PROBLEMS:
[a] For each statement below, answer yes or no according to the jail closures passage, and quote the words from the passage that decide it. (i) The Mineral Wells jail opened in 1989. (ii) Sen. Royce West said he knew of plans to sell the prison. (iii) The Trinity River Corridor Project covers a 20-mile span.
[b] From the jail closures passage below, list every kind of development that the Trinity River Corridor Project is said to include.

PASSAGE TO READ:
┏━━

But Dallas city leaders did not come to the company’s defense in the Legislature. The jail is among a number of impediments to the Trinity River Corridor Project, a redevelopment effort that has long been in the works for the area. The project involves a 20-mile span of urban development that includes houses, waterfront condominiums, office buildings and shops and restaurants.

Sen. Royce West, D-Dallas, said he was unaware of any plans to sell the prison, and he said any talk of moving forward with development in its place anytime soon was “speculation.” But West did say that the closing of the Dawson jail was welcome news because of concerns about conditions there.

“If there’s going to be a conversation about repurposing the facility,” he said, “the community needs to be involved in that.”

Clark, the criminal justice department spokesman, said no decisions had been made about the future of the jails, and that the agency intended to work with both local and state officials.

By contrast, in Mineral Wells, about 80 miles west of Dallas, local officials lobbied lawmakers vigorously to keep the state facility running. The jail, at what had once been a U.S. Army base, can house up to 2,100 inmates. It opened in 1989.

“It’s going to have a significant impact on our economy,” said Lance Howerton, the city manager of Mineral Wells. He said that the city would lose up to 300 jobs, $80,000 annually in local property taxes and $800,00 annually in water and sewer sales.

Howerton said that all told, city officials expected the economic impact to be about $40 million annually.

Corrections Corporation has become a partner in the community, Howerton said, offering scholarships each year for high school seniors and providing inmate labor for city projects and to help tend the local state park.

“Being a small community, most everyone here knows of someone” affected by the closing, Howerton said.

Along with city officials, local lawmakers and lobbyists for the Corrections Corporation also fought unsuccessfully to keep the Mineral Wells facility open. Howerton called the decision to close it shortsighted.

┗━━

(Location identification items)
┏━━

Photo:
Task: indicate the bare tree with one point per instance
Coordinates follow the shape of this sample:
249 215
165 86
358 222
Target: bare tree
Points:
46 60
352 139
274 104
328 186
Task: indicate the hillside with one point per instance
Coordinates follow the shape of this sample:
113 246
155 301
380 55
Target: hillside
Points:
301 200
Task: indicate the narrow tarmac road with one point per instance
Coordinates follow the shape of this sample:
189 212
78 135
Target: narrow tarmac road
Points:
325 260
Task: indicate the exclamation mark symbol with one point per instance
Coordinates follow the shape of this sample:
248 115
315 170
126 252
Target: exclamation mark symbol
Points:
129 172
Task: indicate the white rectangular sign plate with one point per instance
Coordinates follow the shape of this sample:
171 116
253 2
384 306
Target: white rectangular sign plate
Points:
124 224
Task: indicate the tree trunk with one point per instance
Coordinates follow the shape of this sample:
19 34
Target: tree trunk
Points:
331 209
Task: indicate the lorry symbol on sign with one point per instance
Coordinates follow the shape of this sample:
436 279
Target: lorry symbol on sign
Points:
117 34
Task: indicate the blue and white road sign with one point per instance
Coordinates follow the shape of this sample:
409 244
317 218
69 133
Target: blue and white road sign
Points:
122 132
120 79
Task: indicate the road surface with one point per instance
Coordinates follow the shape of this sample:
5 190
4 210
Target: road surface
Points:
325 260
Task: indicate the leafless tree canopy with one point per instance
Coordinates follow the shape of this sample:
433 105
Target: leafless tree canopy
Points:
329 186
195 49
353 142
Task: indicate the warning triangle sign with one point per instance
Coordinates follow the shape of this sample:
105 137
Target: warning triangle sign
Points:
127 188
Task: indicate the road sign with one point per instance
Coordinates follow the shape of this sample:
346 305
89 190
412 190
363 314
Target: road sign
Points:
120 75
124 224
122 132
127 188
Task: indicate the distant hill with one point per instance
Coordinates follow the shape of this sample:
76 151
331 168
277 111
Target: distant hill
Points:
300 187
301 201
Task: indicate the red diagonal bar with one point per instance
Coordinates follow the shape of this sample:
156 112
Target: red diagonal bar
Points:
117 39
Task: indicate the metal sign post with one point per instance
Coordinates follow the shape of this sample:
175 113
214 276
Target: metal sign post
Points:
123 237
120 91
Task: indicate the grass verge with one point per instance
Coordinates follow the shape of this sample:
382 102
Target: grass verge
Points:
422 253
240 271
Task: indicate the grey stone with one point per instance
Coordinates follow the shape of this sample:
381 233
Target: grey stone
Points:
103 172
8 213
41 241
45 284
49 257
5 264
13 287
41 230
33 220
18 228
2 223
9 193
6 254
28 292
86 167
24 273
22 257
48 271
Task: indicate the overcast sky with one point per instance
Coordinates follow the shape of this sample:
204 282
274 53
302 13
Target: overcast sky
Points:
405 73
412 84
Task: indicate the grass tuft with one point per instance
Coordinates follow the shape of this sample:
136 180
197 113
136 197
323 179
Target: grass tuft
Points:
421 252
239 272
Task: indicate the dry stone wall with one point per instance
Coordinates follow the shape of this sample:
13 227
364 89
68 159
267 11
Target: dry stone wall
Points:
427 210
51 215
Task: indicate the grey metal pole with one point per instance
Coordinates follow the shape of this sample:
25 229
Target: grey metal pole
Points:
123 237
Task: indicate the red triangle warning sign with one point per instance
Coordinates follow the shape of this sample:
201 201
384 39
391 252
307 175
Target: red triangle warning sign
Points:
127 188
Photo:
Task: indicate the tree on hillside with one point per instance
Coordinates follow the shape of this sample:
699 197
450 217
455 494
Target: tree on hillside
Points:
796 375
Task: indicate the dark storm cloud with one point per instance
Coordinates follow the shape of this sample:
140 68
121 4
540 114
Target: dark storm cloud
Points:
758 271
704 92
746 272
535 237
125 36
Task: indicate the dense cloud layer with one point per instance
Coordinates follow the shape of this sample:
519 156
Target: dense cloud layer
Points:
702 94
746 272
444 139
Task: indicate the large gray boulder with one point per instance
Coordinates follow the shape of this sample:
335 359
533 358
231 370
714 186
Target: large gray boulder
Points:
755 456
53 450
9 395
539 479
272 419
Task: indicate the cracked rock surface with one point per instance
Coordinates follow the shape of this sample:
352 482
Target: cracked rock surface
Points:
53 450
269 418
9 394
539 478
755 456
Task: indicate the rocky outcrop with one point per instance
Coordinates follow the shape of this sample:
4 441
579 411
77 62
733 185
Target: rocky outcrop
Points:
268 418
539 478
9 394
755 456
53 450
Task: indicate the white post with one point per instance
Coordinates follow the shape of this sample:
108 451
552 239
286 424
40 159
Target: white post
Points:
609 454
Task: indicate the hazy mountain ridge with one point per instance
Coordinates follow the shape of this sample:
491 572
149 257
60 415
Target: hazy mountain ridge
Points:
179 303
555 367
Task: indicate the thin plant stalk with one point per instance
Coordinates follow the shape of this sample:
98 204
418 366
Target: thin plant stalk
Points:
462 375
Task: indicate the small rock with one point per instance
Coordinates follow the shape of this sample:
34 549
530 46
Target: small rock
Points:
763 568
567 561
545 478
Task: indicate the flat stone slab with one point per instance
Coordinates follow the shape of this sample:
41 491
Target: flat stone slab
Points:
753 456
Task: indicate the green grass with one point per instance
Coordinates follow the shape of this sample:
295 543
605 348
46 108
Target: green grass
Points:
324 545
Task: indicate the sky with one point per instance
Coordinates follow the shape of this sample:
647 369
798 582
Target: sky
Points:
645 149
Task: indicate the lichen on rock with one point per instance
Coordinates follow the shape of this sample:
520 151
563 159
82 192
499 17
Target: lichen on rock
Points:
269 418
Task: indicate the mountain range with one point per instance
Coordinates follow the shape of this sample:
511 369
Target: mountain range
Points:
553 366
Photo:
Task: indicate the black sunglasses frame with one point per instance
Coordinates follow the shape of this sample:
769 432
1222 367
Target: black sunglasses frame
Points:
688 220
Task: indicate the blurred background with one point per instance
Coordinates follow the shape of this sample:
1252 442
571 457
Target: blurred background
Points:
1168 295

┗━━

WORKED SOLUTIONS:
[a]
(i) Yes: "It opened in 1989."
(ii) No: "said he was unaware of any plans to sell the prison"
(iii) Yes: "The project involves a 20-mile span of urban development"

[b]
Houses
Waterfront condominiums
Office buildings
Shops
Restaurants